◆ **Set task**
Quote each line exactly, from the line that contains "Every instance of the man in gray" down to the last line of the listing, and no other lines.

◆ **Records to process**
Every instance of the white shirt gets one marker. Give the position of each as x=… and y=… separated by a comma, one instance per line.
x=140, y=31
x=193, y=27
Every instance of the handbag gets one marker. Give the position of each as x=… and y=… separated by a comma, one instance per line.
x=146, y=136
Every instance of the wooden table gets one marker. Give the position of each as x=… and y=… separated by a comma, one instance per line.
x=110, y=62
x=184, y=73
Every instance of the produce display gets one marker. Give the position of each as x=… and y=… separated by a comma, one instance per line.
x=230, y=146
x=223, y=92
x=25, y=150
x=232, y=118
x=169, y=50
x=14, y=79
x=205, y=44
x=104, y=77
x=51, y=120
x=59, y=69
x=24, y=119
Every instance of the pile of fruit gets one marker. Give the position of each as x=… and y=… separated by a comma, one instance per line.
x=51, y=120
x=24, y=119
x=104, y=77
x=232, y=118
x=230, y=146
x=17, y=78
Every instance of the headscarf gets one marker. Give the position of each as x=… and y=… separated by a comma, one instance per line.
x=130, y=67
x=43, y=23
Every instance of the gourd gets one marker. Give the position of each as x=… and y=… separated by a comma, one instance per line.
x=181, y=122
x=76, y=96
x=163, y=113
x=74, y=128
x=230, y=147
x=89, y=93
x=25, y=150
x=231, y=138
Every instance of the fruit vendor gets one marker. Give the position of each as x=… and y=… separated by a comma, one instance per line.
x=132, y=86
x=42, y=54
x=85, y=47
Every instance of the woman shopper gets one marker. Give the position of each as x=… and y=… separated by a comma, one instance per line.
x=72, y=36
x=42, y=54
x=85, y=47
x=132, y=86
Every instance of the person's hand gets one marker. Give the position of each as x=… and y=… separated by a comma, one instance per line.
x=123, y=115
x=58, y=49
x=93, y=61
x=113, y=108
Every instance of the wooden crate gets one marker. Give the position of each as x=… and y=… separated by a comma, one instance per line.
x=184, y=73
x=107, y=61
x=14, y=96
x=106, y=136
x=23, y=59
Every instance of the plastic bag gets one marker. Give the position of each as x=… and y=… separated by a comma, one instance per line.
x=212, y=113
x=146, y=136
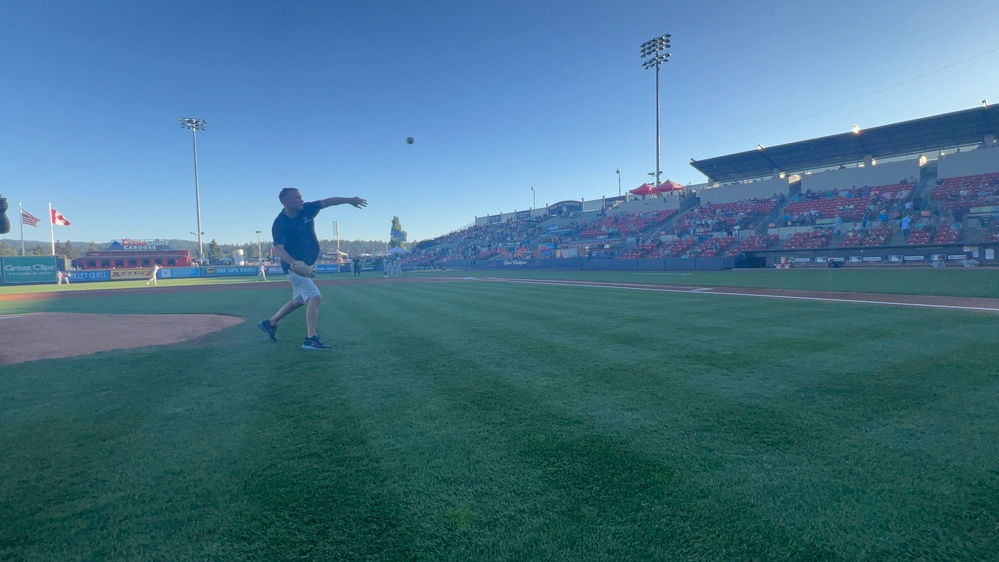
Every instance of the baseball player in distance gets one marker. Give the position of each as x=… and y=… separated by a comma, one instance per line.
x=295, y=242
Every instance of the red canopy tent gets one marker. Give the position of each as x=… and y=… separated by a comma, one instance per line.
x=667, y=186
x=644, y=189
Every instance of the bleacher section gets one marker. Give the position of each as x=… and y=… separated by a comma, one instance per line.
x=965, y=192
x=848, y=204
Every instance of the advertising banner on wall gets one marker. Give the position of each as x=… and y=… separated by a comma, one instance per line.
x=88, y=275
x=234, y=271
x=28, y=269
x=179, y=272
x=130, y=274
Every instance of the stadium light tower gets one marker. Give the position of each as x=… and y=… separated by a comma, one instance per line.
x=196, y=125
x=654, y=51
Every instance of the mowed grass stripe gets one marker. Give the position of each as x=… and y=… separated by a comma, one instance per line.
x=543, y=492
x=776, y=425
x=485, y=421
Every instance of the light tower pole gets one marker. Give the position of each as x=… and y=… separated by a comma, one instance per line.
x=655, y=48
x=196, y=125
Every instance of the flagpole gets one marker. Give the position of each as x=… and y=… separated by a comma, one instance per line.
x=51, y=229
x=20, y=215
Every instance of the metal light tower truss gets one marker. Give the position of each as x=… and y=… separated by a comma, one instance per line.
x=654, y=51
x=196, y=125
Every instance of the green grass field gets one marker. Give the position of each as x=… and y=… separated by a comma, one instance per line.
x=478, y=420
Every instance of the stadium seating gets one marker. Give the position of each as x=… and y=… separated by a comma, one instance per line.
x=965, y=192
x=848, y=204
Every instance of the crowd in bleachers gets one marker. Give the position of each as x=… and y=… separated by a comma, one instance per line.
x=726, y=217
x=855, y=217
x=849, y=204
x=967, y=191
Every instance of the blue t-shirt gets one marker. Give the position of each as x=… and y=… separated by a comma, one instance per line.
x=298, y=234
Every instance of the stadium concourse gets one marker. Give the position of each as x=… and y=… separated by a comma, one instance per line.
x=918, y=193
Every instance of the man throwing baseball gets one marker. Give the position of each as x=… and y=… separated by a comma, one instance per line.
x=295, y=242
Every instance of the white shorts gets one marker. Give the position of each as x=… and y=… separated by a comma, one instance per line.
x=303, y=288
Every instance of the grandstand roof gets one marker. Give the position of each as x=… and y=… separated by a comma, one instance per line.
x=928, y=134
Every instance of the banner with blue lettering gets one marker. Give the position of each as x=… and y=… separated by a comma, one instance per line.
x=88, y=275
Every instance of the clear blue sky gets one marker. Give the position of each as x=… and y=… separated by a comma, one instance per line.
x=499, y=95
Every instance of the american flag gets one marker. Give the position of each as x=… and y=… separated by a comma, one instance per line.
x=29, y=219
x=58, y=219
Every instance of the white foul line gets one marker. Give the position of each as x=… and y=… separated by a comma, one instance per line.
x=711, y=291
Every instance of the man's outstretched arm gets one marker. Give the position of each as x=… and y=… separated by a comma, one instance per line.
x=355, y=201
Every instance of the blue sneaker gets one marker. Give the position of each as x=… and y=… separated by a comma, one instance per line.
x=268, y=329
x=314, y=343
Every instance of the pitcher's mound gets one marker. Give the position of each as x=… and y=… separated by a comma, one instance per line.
x=51, y=335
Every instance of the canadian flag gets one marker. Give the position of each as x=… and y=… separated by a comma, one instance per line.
x=58, y=219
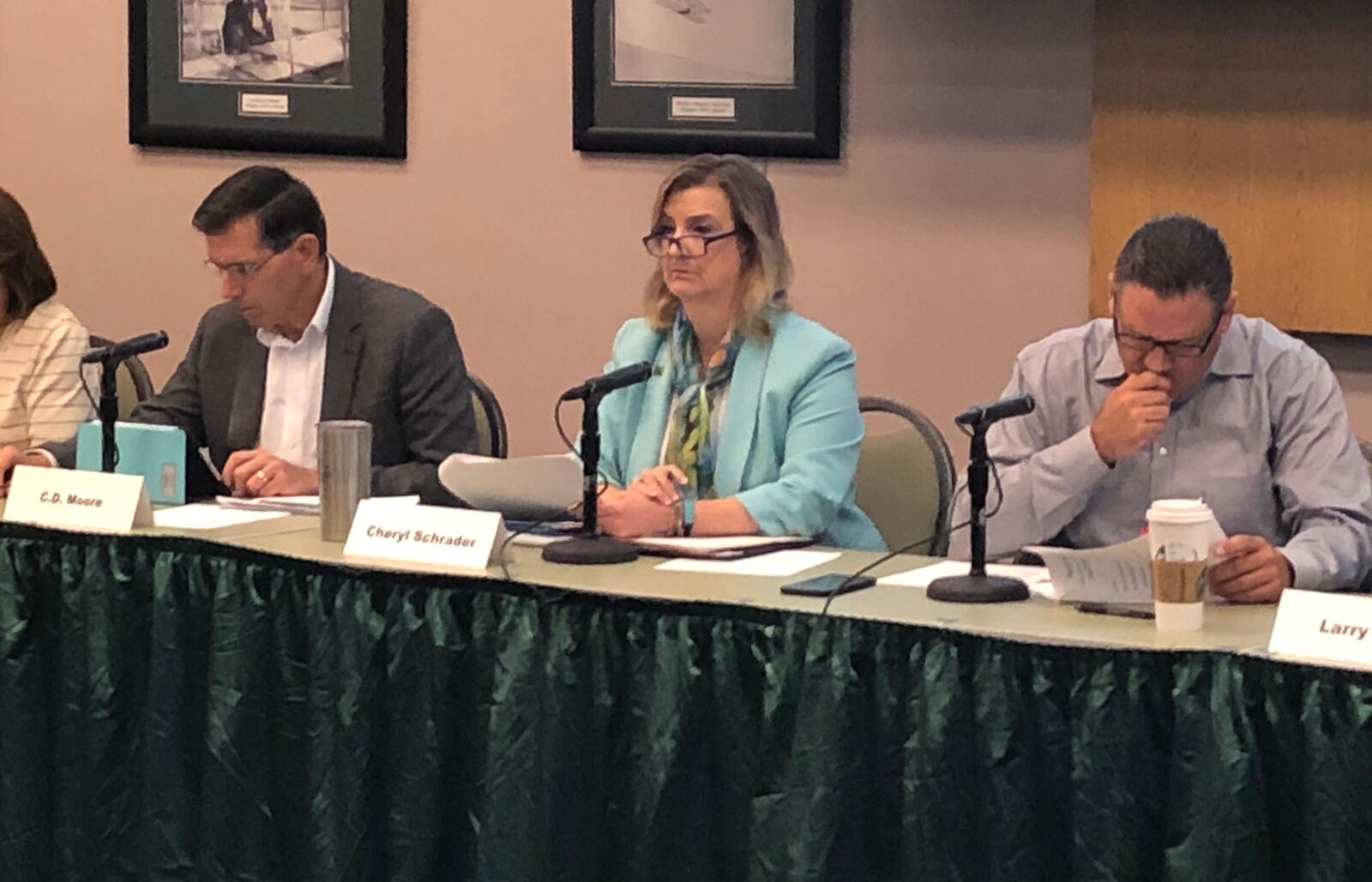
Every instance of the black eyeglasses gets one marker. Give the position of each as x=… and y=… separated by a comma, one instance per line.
x=1173, y=349
x=690, y=246
x=242, y=271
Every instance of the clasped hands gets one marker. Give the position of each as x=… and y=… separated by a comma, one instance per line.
x=246, y=472
x=645, y=507
x=1252, y=571
x=264, y=473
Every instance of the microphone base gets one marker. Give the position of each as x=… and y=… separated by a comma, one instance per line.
x=978, y=590
x=590, y=550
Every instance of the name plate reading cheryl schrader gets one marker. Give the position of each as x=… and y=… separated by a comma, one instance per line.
x=423, y=534
x=70, y=500
x=1330, y=627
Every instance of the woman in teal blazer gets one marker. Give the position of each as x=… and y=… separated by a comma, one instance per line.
x=749, y=422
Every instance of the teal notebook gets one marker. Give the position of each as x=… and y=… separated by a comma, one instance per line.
x=154, y=452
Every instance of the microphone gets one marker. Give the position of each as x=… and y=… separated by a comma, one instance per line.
x=610, y=381
x=134, y=346
x=995, y=411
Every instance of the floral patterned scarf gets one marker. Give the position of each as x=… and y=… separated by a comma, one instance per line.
x=692, y=429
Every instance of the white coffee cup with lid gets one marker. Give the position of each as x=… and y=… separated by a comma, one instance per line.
x=1180, y=537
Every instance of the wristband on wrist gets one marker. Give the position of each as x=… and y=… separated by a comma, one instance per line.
x=686, y=494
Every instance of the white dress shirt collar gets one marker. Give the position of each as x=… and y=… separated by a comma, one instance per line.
x=319, y=326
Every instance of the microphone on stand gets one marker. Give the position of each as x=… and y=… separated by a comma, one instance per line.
x=109, y=358
x=610, y=381
x=134, y=346
x=978, y=587
x=592, y=548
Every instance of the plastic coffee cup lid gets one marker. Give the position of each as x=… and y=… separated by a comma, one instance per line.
x=1179, y=512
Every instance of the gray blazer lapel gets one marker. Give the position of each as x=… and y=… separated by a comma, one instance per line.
x=343, y=350
x=736, y=435
x=249, y=387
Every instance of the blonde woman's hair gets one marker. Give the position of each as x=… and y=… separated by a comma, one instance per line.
x=761, y=247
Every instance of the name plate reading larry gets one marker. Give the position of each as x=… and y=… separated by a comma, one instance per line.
x=423, y=534
x=1330, y=627
x=70, y=500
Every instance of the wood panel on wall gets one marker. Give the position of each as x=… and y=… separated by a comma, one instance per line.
x=1255, y=116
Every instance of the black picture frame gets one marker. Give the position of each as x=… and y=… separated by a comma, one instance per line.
x=309, y=113
x=799, y=120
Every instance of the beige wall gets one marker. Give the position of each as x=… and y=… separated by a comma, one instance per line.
x=954, y=231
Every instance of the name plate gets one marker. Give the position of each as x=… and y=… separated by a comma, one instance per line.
x=70, y=500
x=424, y=534
x=1331, y=627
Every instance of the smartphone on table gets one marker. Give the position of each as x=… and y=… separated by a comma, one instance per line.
x=829, y=585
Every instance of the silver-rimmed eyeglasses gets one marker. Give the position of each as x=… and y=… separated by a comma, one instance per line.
x=689, y=246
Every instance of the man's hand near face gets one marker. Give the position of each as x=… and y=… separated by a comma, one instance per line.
x=1132, y=416
x=262, y=473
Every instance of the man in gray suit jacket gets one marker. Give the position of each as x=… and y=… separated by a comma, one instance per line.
x=301, y=339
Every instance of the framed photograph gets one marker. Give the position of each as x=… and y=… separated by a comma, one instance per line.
x=756, y=77
x=278, y=75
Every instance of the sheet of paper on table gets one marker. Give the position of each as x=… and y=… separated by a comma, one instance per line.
x=1117, y=573
x=292, y=505
x=209, y=516
x=774, y=564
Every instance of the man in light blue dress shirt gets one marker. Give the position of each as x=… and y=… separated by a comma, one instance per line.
x=1177, y=397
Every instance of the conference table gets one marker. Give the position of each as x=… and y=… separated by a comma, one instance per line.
x=249, y=704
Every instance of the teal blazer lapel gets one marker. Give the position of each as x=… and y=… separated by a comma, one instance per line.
x=249, y=388
x=343, y=351
x=741, y=409
x=652, y=422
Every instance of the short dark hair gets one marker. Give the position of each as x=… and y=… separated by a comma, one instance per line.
x=25, y=269
x=1173, y=255
x=283, y=205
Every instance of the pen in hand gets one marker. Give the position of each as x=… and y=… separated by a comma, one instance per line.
x=209, y=463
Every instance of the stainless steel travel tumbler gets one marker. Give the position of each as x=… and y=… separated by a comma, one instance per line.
x=345, y=473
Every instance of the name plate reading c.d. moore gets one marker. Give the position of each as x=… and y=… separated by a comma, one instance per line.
x=423, y=534
x=70, y=500
x=1321, y=626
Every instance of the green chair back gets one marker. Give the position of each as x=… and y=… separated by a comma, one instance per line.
x=491, y=438
x=132, y=381
x=906, y=479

◆ **Solution below**
Every instance of the man in gray suit jacket gets one marker. Give the position of each as x=… and y=… separated by a comma, one instance per line.
x=301, y=339
Every instance of the framed photograph gets one marker. Give the position of each as x=… and y=… separated by a comma, one instance per line.
x=756, y=77
x=278, y=75
Every instance of the sheet of paper on table gets one marker. Give the position of each as x=… and y=… separated by a comma, one instance per line.
x=1117, y=573
x=292, y=505
x=209, y=516
x=774, y=564
Every instance of the man in light blue dress shirt gets one marker. Give the position of each as x=… and y=… separated by a comma, one instance per line.
x=1177, y=397
Every instance of the conference table gets one marker. Give the position of each as x=… and y=… separated by a comma, one instance per line.
x=249, y=704
Every instance of the teal blazer lapel gets one marker. Give the position of each as x=… and y=… separated by a comma, one instance per line.
x=249, y=388
x=343, y=351
x=741, y=409
x=652, y=422
Every instance of the short dark hair gets one marker. Give the position of each as x=… and y=… separated by a comma, one instance per line.
x=25, y=269
x=1173, y=255
x=283, y=205
Every instance of the pen in hand gets one marker. Give the position of each as x=… and y=… separated by a comma, one instance per line.
x=209, y=463
Every instance of the stainless steel travel tumbler gets one marker. Give the position of each as x=… and y=… separated by a comma, one instance per line.
x=345, y=473
Every instance of the name plate reading c.d. moore gets one marker. Give the position of each as x=… and y=… separated by a comma, one instance per line.
x=423, y=534
x=70, y=500
x=1321, y=626
Every instance of the green chair back gets one marker. Give the position of each as x=… and y=… separated by a comma, one instance per line.
x=491, y=438
x=132, y=381
x=906, y=479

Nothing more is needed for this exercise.